Records from a dataset:
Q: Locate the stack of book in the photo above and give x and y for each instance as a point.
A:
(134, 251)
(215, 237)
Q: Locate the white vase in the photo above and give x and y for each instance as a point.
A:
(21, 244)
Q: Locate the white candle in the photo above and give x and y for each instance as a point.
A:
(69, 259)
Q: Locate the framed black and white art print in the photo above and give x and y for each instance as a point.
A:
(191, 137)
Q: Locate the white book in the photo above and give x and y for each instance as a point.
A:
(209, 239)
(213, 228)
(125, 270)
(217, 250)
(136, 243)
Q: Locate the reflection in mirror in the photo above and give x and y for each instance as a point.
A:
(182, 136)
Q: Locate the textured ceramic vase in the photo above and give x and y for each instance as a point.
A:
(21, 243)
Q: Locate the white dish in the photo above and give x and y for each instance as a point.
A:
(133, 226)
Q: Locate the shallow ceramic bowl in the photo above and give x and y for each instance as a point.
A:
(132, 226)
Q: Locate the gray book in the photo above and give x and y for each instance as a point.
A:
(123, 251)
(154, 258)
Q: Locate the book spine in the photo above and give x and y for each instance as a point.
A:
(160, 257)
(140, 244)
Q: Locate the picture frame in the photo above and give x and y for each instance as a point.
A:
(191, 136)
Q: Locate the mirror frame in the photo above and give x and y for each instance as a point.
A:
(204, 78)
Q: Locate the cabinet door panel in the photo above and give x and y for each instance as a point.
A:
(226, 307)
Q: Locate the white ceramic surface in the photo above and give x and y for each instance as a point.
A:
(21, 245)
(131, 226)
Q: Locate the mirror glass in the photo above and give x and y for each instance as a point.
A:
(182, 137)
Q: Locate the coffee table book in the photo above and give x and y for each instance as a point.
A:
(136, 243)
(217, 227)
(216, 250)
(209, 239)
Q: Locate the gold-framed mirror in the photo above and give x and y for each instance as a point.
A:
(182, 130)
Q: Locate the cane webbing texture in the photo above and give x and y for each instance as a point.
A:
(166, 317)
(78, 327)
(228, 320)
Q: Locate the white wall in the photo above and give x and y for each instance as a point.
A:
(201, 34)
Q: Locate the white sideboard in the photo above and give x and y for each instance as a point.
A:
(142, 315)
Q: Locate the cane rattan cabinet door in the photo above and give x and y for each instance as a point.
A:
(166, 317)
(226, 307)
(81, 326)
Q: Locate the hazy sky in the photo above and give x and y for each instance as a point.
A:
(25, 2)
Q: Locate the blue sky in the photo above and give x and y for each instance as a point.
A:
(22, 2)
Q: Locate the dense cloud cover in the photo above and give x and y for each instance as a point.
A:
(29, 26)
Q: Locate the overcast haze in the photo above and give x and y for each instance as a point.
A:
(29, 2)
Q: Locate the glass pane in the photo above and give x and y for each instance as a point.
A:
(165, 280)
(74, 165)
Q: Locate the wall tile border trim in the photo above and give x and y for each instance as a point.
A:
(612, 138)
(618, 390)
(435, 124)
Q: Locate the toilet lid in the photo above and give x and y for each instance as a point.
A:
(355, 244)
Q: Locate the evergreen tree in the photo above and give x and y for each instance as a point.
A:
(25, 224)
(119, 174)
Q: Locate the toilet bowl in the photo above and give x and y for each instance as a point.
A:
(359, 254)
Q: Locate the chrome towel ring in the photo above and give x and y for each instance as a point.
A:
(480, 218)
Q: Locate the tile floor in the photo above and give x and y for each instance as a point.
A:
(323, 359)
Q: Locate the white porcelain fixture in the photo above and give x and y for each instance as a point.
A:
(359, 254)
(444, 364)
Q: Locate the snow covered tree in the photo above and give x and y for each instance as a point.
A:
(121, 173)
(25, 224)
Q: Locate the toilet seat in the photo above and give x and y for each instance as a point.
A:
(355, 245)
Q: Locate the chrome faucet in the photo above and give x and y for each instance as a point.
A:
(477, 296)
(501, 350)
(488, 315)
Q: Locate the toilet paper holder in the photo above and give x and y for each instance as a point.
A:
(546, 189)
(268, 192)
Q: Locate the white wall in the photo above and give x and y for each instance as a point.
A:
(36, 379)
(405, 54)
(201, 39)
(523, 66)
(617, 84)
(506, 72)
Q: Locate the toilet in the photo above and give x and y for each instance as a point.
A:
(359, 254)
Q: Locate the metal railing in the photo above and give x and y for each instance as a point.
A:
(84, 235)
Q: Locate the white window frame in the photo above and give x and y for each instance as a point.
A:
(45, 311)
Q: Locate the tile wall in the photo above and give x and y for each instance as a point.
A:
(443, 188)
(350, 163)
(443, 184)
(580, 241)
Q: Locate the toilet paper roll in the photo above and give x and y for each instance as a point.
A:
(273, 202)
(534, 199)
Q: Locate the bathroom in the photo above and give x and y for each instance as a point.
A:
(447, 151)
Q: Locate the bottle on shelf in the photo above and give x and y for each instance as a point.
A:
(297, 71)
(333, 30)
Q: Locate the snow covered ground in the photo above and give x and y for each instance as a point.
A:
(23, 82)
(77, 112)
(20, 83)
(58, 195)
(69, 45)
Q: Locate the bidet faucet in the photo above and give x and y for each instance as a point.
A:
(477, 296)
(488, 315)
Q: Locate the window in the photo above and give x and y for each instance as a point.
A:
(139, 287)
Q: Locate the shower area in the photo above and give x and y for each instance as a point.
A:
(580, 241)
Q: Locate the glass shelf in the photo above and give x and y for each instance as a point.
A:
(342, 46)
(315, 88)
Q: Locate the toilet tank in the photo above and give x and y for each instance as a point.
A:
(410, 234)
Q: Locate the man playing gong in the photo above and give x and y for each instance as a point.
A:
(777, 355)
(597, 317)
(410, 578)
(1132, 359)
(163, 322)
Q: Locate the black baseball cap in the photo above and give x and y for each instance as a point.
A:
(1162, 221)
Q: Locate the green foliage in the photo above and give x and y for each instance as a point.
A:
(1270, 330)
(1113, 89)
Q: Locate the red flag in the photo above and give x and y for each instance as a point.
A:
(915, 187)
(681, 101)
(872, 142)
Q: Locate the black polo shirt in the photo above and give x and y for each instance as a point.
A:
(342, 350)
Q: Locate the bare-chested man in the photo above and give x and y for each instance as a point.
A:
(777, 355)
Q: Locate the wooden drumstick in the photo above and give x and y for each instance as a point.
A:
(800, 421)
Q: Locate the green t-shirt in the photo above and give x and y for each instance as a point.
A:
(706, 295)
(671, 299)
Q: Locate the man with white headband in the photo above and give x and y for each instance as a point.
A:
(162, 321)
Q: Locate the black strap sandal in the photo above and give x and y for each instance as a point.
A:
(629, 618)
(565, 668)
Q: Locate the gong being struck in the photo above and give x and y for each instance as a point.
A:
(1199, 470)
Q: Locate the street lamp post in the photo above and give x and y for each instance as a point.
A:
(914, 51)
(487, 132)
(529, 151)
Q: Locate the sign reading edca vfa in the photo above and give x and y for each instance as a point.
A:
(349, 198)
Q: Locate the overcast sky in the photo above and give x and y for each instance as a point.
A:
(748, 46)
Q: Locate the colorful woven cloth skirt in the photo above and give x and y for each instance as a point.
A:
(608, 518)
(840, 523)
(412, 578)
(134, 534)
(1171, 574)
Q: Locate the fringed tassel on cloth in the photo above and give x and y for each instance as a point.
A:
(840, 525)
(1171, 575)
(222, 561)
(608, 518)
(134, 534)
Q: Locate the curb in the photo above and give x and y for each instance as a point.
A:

=== Problem description ===
Leaving nothing out, print each line above exactly.

=== Answer space ===
Q: Locate the stack of book in the photo above and give x and y for each instance as a point.
A:
(134, 251)
(215, 237)
Q: Locate the white vase in the photo above and give x and y for each instance as a point.
A:
(21, 244)
Q: Locate the white candle in the photo above and give x and y for each instance as a point.
A:
(69, 259)
Q: Locate the framed black and white art print in the photo above and give x and y for each instance as a point.
A:
(191, 137)
Q: Locate the white book in the photo above and give x and y for each instance as a point.
A:
(209, 239)
(213, 228)
(125, 270)
(217, 250)
(136, 243)
Q: Locate the reflection in mirror in the photo above and give x and y for each instance as a point.
A:
(182, 136)
Q: Locate the textured ceramic vase in the photo above and give x and y for each instance as a point.
A:
(21, 243)
Q: Locate the white dish in the photo above and give x and y for each instance as a point.
A:
(133, 226)
Q: Locate the shallow ceramic bowl in the photo above and give x and y for each instance as a point.
A:
(132, 226)
Q: Locate the gray book in the photo above and give x and y for each instance as a point.
A:
(123, 251)
(154, 258)
Q: Locate the book spine in the photo above and give x and y for each instance as a point.
A:
(160, 257)
(140, 244)
Q: Locate the picture frame in the photo above and give x and y for each instance as a point.
A:
(191, 136)
Q: Locate the mirror frame in the photo above and give x and y for each instance as a point.
A:
(204, 78)
Q: Locate the cabinet door panel in the photo above and give x and y for each instance as a point.
A:
(226, 307)
Q: Locate the white ceramic surface in the photo above and give x and y for each instance as a point.
A:
(21, 245)
(131, 226)
Q: Locate the mirror glass in the photo above and give x and y for each instance as a point.
A:
(182, 137)
Q: Locate the coffee table book in the photo above and give x and y for each instance as a point.
A:
(136, 243)
(217, 227)
(216, 250)
(209, 239)
Q: Locate the gold-framed mirror in the photo above and give x and y for each instance as a point.
A:
(182, 130)
Q: Locate the cane webbing texture in the photo above and give x and y for each instance as a point.
A:
(166, 317)
(78, 327)
(228, 320)
Q: Locate the white wall in the photo above and give x and y for each instance as a point.
A:
(201, 34)
Q: Locate the white sideboard in the photo above and give x and y for each instance as a point.
A:
(142, 315)
Q: Locate the cane rattan cabinet door in the photo above and give x and y for each instance as a point.
A:
(166, 317)
(226, 307)
(81, 326)
Q: Locate the hazy sky in the photo above and give x and y for each instance as a point.
A:
(25, 2)
Q: Locate the blue sky in the photo above and give x and y for each instance as a point.
A:
(22, 2)
Q: Locate the dense cloud cover in the photo above and give x and y for each instance as a point.
A:
(29, 26)
Q: Locate the overcast haze in the photo above and give x and y for each instance as a point.
A:
(29, 2)
Q: Locate the glass pane in the photo above and give x and y for each instance as a point.
A:
(165, 280)
(74, 165)
Q: Locate the wall tile border trim in the photo above and give x and y for each instance as a point.
A:
(612, 138)
(618, 390)
(435, 124)
Q: Locate the toilet lid in the photo above and give x and y for each instance as a point.
A:
(355, 244)
Q: Locate the evergreen tree in the photo above and give x and y for each instance as a point.
A:
(25, 224)
(119, 174)
Q: Locate the toilet bowl in the photo above and give x and y for each instance as a point.
A:
(359, 254)
Q: Locate the chrome towel ring in the photo above and give x and y for each instance as a point.
A:
(480, 218)
Q: Locate the tile floor in the photo above and give x and y for each instance as a point.
A:
(323, 359)
Q: Locate the white porcelain fixture in the photo above and give x and y for each instance as a point.
A:
(359, 254)
(444, 364)
Q: Locate the snow covered tree in the photo above and give x and y for each instance as a point.
A:
(121, 173)
(25, 224)
Q: Locate the toilet seat in the photo above and give x and y for each instance as a point.
A:
(355, 245)
Q: Locate the chrome faucet in the photo above and give x and y for each instance as a point.
A:
(477, 296)
(501, 350)
(488, 315)
Q: Locate the toilet paper holder in the photo above and give x and y for each instance as a point.
A:
(546, 189)
(268, 192)
Q: Locate the white wall in the photo above and give x and y for each instance as a point.
A:
(36, 379)
(405, 54)
(201, 39)
(523, 66)
(617, 84)
(506, 72)
Q: Locate the toilet in the photo above and give x and y for each instance as a point.
A:
(359, 254)
Q: Locate the metal railing in the photo above and give x and y for each instance as a point.
A:
(84, 235)
Q: Locate the white window frame in the photo above and give x and y for each instance as a point.
A:
(45, 311)
Q: Locate the tile wall in the photo above and give x and y for each instance as a point.
A:
(443, 188)
(350, 163)
(443, 184)
(580, 241)
Q: Locate the toilet paper roll in the photo above and give x and y for each instance as a point.
A:
(273, 202)
(534, 199)
Q: Locate the bathroom in the photo above and give x and y for each instance as a point.
A:
(447, 151)
Q: Locate the bottle on shelf in the photo above and give x and y for each instance as a point.
A:
(297, 71)
(333, 30)
Q: Locate the snow covered ground in the photo above and give x and y for each instance as a point.
A:
(23, 82)
(77, 112)
(20, 83)
(58, 195)
(69, 45)
Q: Locate the bidet faucet in the photo above and give x and y for each instance as a point.
A:
(477, 296)
(488, 315)
Q: Locate the window in the photo above and give x and y for each instance as a point.
A:
(139, 287)
Q: Locate the shower area in the photo above and give x and y for each instance as a point.
A:
(580, 241)
Q: Locate the glass shelf in the photo above and give x and y for each instance as a point.
A:
(342, 46)
(315, 88)
Q: Locate the toilet tank in the photo above and give x and y for each instance as a point.
A:
(410, 234)
Q: Locate the man playing gong in the photo above and give x and y for each instance as a point.
A:
(777, 355)
(597, 317)
(410, 578)
(1132, 359)
(163, 322)
Q: Locate the black baseball cap in the photo above and give x and y for each instance as a point.
A:
(1162, 221)
Q: Locate the green foliage in the photo above and give x and y for each instance as a point.
A:
(1270, 330)
(1113, 89)
Q: Locate the red flag in the photo above and give x and y for each instance as a point.
A:
(915, 187)
(681, 101)
(872, 142)
Q: Locate the black polo shirt in the photo above and give x and y for each instance as a point.
A:
(342, 350)
Q: Locate the bare-chested man in the photo above and give x and y for each instance as a point.
A:
(777, 355)
Q: Locate the wooden drumstick in the photo above and give x and y for each instance as a point.
A:
(800, 421)
Q: Locate the green t-shirt in the photo above and give x and y for each instance as a point.
A:
(706, 295)
(671, 299)
Q: Locate the man with white headband in the photo above and give x and y for each instance as a point.
A:
(162, 321)
Q: Locate the black strap sandal in the photo above and give x and y for each instance as a point.
A:
(629, 618)
(565, 668)
Q: Locate the gong being struck in the photo above and give x and y for each instance as a point.
A:
(1199, 470)
Q: Locate the street lamp post in the photo above and give x and y for each instance as a point.
A:
(914, 51)
(487, 132)
(529, 151)
Q: Locate the sign reading edca vfa in the photo above and give x and y for each instance as a point.
A:
(349, 198)
Q: Locate the overcast sky in the photo above and give x and y for each instance as a point.
A:
(748, 46)
Q: Locate the colorful woven cloth skirt in the photo above and give x and y for each instance as a point.
A:
(608, 518)
(840, 523)
(412, 578)
(134, 534)
(1171, 574)
Q: Locate the fringed tassel on cloth in the photo above and give x and y for each instance as a point.
A:
(840, 525)
(1171, 575)
(222, 561)
(608, 518)
(134, 534)
Q: Locate the curb in the photo above and give x and y for each instance as a point.
A:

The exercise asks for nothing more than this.